**Work request:**
Scan the records for the string "concrete" and copy every line that holds it.

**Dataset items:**

· · · · ·

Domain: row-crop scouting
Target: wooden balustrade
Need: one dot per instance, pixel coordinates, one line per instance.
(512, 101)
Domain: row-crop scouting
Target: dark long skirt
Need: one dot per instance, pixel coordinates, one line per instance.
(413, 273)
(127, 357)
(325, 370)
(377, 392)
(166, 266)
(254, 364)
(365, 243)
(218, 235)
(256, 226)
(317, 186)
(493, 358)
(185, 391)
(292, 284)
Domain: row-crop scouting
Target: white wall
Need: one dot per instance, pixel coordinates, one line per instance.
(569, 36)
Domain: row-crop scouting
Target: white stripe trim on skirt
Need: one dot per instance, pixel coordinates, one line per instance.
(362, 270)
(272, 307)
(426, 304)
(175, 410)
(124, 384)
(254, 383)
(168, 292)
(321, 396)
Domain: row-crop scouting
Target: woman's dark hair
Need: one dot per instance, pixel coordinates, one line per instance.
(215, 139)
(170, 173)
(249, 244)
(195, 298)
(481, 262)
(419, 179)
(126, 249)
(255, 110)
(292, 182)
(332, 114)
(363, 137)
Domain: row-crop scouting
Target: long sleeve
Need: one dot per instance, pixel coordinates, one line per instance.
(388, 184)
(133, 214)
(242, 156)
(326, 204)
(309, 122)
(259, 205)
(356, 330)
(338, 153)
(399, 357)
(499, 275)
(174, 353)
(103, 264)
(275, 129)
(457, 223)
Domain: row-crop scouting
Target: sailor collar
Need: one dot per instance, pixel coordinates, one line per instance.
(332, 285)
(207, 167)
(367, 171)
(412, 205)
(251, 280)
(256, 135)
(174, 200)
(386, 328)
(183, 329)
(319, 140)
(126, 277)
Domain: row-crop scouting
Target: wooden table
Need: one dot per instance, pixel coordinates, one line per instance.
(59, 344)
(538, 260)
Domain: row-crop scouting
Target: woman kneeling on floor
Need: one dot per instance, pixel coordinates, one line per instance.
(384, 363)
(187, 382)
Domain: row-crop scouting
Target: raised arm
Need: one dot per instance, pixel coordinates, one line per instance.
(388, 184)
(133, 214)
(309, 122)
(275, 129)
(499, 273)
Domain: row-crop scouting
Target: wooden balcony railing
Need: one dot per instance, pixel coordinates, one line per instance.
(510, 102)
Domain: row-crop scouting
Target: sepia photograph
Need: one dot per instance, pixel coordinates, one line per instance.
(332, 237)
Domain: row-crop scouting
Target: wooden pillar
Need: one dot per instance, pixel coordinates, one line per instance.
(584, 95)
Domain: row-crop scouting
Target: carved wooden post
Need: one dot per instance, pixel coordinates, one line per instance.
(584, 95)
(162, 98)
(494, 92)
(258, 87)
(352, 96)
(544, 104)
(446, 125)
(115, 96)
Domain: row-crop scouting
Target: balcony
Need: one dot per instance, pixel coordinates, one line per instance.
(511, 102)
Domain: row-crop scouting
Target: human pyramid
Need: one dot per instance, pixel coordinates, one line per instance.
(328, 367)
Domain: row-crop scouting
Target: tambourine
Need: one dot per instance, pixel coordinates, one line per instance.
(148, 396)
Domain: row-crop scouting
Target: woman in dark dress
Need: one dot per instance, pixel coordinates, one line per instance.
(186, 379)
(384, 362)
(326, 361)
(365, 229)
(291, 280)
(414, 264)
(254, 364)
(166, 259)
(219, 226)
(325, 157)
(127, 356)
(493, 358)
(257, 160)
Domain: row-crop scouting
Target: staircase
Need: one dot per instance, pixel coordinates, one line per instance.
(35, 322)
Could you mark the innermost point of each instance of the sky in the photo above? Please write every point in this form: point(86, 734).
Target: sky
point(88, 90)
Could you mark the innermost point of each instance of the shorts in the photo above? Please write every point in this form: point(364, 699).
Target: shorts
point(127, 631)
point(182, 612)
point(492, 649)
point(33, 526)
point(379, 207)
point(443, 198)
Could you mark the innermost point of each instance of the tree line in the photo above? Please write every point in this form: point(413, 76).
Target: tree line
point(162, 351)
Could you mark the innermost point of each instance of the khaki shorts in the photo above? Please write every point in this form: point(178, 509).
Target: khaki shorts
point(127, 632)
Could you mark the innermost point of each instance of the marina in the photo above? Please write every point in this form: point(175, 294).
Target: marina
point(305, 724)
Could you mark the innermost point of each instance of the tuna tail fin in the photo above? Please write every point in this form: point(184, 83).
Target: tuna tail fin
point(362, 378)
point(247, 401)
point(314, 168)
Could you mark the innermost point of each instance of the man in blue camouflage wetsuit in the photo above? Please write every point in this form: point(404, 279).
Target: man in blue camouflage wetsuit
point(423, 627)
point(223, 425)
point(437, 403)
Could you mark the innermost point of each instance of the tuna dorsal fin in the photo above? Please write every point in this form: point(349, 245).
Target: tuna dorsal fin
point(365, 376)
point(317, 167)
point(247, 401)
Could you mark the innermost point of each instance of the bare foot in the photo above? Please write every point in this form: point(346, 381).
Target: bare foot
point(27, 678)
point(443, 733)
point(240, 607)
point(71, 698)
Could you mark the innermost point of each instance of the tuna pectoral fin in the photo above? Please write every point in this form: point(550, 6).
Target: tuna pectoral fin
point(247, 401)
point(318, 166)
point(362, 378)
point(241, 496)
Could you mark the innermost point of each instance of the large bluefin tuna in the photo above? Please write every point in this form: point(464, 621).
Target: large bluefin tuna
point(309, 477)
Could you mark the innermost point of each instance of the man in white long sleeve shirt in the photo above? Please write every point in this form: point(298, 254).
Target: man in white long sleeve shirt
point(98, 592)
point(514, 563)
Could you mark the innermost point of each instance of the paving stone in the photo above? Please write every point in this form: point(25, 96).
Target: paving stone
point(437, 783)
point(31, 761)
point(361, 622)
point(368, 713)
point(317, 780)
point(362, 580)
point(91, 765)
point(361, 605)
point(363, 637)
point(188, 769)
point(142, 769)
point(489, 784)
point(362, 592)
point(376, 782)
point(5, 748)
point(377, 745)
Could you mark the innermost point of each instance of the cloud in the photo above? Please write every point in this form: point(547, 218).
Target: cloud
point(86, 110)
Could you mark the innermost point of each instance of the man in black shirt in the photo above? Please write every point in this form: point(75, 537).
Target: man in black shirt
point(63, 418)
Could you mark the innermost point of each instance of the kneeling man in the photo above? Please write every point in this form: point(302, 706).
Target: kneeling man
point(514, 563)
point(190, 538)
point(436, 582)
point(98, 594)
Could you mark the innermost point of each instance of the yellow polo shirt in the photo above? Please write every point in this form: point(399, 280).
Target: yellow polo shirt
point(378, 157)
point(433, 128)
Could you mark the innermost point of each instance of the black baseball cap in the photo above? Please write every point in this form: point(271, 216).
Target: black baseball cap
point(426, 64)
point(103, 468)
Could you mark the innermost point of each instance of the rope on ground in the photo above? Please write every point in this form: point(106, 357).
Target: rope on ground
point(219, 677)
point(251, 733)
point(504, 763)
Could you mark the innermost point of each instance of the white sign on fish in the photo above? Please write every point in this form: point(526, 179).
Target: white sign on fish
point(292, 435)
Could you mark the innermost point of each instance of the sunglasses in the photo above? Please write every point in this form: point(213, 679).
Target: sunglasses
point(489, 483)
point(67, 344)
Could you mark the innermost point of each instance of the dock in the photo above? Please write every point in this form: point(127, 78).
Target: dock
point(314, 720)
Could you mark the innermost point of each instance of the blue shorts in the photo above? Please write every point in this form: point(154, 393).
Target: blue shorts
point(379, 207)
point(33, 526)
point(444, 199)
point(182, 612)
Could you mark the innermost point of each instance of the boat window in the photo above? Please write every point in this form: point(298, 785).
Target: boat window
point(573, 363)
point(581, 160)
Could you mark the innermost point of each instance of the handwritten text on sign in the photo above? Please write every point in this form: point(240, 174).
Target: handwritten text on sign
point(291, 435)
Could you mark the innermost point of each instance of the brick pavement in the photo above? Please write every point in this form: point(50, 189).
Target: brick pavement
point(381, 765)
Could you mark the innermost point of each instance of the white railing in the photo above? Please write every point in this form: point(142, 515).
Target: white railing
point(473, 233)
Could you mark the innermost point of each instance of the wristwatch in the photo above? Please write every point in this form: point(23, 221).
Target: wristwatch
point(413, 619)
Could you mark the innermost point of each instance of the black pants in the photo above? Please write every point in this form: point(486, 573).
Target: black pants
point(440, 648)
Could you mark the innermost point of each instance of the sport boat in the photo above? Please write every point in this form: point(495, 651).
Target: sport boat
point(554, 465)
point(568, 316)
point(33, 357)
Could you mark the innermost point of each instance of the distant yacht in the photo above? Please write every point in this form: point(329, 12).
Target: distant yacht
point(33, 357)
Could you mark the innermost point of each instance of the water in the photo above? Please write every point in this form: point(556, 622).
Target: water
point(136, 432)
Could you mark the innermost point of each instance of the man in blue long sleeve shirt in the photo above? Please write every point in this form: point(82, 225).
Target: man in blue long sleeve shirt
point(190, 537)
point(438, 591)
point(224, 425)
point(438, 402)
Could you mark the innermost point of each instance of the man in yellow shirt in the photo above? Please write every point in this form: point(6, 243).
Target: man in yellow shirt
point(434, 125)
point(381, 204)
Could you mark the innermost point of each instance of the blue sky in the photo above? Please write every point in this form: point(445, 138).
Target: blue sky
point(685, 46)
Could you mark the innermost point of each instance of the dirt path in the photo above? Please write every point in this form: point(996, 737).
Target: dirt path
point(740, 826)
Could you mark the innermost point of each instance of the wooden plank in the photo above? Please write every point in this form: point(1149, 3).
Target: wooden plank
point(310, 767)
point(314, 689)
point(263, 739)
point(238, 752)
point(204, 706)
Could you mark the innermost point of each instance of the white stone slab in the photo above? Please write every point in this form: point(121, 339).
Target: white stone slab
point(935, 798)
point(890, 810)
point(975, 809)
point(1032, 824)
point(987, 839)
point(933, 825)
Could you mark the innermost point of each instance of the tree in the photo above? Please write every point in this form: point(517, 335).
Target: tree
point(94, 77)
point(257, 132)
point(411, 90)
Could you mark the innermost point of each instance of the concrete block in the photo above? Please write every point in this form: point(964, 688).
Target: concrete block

· · · · ·

**Exercise result:**
Could you mark the innermost point of each instance of the concrete block in the photo above? Please write every point in this form: point(964, 688).
Target: concrete block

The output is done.